To do
Return the lines below exactly as they appear, please, starting with the first and ending with the one that contains "Where can the tree trunk".

Natural-language object grounding data:
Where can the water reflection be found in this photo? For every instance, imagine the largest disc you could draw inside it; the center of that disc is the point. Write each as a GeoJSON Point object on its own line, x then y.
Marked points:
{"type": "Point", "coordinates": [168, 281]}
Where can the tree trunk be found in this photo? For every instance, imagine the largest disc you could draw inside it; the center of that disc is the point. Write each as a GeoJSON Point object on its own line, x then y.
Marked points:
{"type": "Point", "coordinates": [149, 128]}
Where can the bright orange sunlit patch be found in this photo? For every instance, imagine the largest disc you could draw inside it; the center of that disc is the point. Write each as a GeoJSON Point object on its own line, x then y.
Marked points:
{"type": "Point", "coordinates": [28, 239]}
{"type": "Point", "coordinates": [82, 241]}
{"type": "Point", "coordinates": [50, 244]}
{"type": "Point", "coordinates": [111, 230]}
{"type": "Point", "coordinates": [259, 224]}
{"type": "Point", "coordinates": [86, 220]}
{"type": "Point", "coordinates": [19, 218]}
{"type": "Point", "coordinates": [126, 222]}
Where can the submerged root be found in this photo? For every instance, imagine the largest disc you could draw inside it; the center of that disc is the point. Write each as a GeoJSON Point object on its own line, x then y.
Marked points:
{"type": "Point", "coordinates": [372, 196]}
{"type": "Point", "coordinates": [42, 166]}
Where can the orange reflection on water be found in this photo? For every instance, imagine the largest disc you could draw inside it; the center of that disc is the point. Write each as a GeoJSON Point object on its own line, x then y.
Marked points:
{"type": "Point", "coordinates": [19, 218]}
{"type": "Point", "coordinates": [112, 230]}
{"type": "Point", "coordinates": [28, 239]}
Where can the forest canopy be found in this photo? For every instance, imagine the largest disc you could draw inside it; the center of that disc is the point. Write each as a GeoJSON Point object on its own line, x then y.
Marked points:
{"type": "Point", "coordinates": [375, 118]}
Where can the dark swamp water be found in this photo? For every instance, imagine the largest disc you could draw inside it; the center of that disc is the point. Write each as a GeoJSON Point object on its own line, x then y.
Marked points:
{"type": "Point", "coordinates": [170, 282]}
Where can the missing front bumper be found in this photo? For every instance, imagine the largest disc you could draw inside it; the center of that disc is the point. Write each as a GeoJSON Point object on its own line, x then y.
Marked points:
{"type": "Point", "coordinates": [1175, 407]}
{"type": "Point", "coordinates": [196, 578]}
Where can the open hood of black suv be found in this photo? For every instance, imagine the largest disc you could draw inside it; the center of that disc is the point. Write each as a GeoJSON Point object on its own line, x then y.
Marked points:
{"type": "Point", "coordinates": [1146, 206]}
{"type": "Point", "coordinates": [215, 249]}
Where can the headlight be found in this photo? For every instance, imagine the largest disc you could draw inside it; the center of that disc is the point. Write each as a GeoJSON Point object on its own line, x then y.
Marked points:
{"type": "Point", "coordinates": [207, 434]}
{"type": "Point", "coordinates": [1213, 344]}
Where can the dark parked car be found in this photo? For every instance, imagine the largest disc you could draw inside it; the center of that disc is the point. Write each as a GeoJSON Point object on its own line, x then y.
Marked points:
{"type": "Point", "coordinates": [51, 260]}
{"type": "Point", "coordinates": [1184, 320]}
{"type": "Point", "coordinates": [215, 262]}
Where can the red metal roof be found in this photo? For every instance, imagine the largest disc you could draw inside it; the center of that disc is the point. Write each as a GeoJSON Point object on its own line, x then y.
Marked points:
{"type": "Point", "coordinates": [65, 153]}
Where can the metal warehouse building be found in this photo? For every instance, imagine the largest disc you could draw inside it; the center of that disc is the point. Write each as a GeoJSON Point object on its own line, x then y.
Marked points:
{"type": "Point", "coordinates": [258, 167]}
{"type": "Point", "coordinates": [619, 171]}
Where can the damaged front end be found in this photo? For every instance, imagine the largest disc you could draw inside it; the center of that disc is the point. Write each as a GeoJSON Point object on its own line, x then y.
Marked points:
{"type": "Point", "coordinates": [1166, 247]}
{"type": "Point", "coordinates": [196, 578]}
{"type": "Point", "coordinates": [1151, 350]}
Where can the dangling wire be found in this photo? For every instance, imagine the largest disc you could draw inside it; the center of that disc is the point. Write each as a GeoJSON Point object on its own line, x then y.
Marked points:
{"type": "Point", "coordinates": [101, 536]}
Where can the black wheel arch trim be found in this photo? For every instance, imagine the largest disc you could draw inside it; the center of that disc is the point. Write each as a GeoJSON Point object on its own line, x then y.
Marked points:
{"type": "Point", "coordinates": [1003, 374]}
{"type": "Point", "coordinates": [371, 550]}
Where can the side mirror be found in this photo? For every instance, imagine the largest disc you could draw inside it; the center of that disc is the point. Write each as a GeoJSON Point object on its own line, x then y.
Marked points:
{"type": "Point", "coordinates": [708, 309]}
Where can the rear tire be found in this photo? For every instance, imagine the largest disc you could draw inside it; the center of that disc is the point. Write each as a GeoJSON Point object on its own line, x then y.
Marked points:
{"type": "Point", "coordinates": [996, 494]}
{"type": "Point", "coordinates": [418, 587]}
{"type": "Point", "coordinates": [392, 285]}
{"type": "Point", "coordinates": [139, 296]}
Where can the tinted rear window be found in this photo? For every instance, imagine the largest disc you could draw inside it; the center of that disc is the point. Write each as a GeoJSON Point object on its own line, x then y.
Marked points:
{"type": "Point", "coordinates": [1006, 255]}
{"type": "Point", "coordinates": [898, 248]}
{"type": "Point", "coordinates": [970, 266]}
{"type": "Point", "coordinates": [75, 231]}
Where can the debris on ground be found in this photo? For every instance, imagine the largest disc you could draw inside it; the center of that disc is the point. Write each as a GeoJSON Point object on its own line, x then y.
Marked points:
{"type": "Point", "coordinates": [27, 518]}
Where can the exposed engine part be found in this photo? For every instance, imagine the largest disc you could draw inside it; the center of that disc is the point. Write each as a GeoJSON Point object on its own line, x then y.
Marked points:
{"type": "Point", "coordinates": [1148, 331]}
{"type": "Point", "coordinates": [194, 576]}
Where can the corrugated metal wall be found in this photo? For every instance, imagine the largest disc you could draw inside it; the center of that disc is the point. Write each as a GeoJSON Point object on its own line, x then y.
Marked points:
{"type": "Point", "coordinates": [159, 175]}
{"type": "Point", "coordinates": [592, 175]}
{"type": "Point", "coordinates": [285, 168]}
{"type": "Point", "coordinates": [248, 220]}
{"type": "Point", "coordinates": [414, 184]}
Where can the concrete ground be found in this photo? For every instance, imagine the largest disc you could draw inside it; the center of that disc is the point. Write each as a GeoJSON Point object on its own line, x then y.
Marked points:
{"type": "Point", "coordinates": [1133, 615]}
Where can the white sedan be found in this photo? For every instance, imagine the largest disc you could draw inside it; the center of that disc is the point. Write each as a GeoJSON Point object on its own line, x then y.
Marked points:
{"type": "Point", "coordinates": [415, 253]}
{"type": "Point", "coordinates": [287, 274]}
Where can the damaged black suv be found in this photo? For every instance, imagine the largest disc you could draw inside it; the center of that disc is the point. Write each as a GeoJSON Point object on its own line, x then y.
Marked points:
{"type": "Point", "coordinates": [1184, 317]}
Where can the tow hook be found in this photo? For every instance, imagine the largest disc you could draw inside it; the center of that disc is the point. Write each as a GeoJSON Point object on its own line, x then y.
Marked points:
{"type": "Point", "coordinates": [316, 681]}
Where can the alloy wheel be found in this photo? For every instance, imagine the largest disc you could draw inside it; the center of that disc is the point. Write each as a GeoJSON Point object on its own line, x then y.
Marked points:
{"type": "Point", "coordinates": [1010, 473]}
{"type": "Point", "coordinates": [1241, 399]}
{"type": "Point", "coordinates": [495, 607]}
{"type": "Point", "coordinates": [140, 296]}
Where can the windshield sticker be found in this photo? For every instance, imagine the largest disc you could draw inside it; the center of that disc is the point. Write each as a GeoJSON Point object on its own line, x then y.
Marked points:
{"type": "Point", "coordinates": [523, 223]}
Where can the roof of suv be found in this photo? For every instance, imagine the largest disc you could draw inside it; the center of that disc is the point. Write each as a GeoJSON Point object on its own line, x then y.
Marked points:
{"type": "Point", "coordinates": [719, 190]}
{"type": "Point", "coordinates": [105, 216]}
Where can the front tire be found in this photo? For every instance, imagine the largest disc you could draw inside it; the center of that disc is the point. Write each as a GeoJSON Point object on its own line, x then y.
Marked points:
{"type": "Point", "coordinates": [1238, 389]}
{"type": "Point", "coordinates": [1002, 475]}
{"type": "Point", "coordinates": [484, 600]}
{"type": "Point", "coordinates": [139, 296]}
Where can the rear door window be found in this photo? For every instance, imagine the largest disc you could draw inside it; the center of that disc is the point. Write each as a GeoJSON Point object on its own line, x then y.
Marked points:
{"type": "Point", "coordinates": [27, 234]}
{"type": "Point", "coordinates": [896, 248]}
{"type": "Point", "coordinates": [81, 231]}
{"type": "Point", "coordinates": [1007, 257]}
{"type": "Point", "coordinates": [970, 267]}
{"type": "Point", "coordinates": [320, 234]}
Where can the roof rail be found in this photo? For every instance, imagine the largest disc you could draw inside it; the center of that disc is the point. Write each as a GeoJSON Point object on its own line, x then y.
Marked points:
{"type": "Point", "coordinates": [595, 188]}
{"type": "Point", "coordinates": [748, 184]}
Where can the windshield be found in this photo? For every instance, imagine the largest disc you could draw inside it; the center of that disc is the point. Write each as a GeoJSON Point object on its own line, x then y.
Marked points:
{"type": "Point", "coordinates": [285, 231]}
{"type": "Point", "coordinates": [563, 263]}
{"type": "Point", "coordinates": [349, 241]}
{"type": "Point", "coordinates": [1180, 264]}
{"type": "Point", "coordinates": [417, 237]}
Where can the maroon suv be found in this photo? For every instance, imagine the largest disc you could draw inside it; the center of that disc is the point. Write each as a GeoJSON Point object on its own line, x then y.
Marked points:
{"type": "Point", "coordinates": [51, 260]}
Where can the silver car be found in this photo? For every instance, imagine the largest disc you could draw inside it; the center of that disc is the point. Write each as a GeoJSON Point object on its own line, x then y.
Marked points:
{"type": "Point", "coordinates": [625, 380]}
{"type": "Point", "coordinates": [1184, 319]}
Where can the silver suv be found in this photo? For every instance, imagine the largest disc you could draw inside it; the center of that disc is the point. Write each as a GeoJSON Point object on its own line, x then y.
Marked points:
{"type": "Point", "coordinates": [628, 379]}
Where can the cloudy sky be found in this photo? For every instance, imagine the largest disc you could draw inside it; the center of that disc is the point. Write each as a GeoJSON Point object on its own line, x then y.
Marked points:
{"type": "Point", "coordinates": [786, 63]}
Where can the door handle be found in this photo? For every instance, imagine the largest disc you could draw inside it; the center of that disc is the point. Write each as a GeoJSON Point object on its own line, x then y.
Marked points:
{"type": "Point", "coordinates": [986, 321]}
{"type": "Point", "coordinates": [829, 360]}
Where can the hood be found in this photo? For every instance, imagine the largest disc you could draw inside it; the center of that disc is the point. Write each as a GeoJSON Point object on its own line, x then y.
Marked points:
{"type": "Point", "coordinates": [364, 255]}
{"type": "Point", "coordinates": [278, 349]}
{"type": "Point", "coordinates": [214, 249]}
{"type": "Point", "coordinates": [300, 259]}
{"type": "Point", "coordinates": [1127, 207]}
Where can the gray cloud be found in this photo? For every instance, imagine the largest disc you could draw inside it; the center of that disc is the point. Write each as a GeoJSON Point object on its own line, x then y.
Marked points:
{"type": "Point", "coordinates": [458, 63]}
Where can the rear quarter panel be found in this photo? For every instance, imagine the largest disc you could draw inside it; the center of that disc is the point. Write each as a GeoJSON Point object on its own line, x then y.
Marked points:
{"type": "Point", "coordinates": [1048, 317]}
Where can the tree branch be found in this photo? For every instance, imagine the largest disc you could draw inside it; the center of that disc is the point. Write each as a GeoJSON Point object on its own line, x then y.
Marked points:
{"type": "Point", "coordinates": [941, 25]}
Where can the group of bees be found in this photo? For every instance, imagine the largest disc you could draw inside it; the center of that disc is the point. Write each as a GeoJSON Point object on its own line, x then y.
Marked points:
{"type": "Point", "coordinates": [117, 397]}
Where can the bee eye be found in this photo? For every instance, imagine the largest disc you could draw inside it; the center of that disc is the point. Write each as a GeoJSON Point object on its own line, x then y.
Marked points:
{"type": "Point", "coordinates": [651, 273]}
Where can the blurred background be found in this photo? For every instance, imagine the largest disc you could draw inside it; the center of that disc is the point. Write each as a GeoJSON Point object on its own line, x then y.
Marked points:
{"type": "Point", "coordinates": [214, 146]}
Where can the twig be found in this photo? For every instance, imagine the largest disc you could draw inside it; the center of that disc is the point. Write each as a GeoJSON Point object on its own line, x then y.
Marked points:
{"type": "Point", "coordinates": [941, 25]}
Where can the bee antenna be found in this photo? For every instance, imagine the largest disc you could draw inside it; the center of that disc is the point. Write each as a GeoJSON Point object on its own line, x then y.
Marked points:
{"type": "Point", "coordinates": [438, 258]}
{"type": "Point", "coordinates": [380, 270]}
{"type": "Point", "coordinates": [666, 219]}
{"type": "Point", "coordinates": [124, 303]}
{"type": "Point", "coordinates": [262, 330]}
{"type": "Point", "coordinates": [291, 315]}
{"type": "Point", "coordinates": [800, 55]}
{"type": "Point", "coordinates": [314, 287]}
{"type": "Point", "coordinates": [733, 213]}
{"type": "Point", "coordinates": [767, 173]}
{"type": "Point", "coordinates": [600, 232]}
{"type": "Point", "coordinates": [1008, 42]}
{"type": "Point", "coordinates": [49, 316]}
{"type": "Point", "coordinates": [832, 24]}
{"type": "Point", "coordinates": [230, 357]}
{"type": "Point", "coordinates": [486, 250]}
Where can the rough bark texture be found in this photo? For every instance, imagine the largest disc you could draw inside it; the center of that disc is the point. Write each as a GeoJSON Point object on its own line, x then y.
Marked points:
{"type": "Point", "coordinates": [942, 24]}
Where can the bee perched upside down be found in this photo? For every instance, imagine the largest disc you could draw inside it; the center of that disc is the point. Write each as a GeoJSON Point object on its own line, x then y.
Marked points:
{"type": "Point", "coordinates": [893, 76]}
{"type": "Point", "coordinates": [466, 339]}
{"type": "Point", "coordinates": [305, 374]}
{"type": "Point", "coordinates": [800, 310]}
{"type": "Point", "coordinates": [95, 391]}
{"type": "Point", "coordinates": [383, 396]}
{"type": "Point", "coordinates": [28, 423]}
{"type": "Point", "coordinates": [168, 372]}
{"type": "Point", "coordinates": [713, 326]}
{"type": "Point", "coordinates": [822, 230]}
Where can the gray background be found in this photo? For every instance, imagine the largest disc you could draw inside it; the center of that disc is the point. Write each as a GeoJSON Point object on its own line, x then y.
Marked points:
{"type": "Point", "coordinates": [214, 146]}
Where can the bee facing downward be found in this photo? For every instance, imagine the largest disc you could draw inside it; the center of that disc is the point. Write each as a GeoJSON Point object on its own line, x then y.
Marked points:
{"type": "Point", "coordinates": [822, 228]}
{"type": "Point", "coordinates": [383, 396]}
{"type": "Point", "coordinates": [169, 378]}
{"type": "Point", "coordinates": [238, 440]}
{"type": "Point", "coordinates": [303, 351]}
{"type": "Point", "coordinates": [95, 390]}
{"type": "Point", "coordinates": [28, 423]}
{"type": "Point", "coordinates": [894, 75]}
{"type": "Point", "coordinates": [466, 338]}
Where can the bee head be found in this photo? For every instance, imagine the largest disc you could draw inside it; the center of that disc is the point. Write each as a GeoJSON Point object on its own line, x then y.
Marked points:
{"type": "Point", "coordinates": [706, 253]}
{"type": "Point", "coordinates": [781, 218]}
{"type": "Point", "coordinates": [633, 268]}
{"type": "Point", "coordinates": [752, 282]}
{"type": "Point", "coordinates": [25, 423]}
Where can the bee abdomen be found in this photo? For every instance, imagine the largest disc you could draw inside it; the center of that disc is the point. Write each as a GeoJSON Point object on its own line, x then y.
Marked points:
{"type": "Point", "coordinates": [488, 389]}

Finished task
Where can the water reflection be found in this photo? For every instance, imagine the largest disc you could draw inside it; the center of that disc is the point. Write each as a GeoJSON Point object on its own line, x then y.
Marked points:
{"type": "Point", "coordinates": [168, 281]}
Where can the tree trunk be found in this photo? For every instance, imagine the largest disc you could draw inside it; the center of that disc is the point. Write each as a GeoJSON Point object on its own line, x then y.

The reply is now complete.